**Texte à lire**
# # # # #

Les jardins potagers Slow Food au Burkina Faso : graine d’espérance pour un avenir équitable et pacifique
21 Juil 2022
La guerre, sous toutes ses formes, fragilise de plus en plus la vie sur terre. Le continent africain en fait les frais, avec 41 % de tous les attentats terroristes du Djihad du monde perpétrés sur son sol en 2021. Conséquence : des milliers de victimes et un bilan dévastateur à tous les niveaux.
Le Burkina Faso ne fait pas exception à la règle. Depuis au moins sept ans, le pays traverse une période d’instabilité continue due à l’occupation de terroristes djihadistes venus du Mali. Selon de nombreuses études géopolitiques, ce pays est une illustration frappante de la façon dont les dynamiques globales et les conflits régionaux spécifiques se sont heurtés à des problématiques etno- et socioéconomiques locales, créant ainsi des situations délicates.
Plus de deux mille personnes ont déjà perdu la vie et environ 2 millions ont choisi l’exode** en raison des attaques qui ciblent principalement le nord et l’est du pays.
Et pourtant, il doit exister une solution pour ramener la paix et reconstruire les communautés : l’alimentation, les jardins potagers et les communautés Slow Food peuvent être porteurs d’espoir. Jean Marie Koalga, conseiller Slow Food en Afrique occidentale et représentant national du réseau burkinabé nous décrit la situation en expliquant comment les savoir-faire liés à l’alimentation peuvent être vecteurs de paix et de reconstruction.

# # # # #

**Bloc de données**
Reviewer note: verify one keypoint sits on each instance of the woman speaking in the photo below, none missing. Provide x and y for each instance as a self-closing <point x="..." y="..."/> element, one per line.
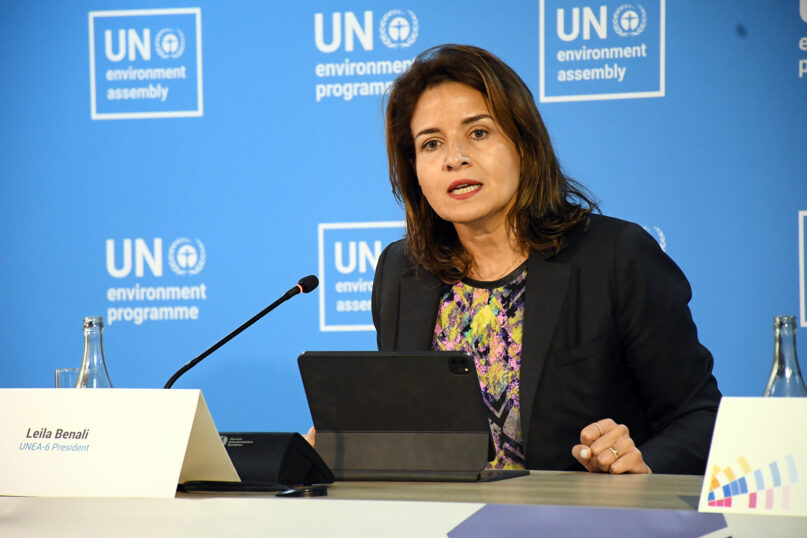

# # # # #

**Consignes à suivre**
Citez mot pour mot le passage du texte sur les jardins potagers Slow Food au Burkina Faso, en commençant par « Les jardins potagers Slow » et en allant jusqu'à « des situations délicates. ».

**Réponse écrite**
Les jardins potagers Slow Food au Burkina Faso : graine d’espérance pour un avenir équitable et pacifique
21 Juil 2022
La guerre, sous toutes ses formes, fragilise de plus en plus la vie sur terre. Le continent africain en fait les frais, avec 41 % de tous les attentats terroristes du Djihad du monde perpétrés sur son sol en 2021. Conséquence : des milliers de victimes et un bilan dévastateur à tous les niveaux.
Le Burkina Faso ne fait pas exception à la règle. Depuis au moins sept ans, le pays traverse une période d’instabilité continue due à l’occupation de terroristes djihadistes venus du Mali. Selon de nombreuses études géopolitiques, ce pays est une illustration frappante de la façon dont les dynamiques globales et les conflits régionaux spécifiques se sont heurtés à des problématiques etno- et socioéconomiques locales, créant ainsi des situations délicates.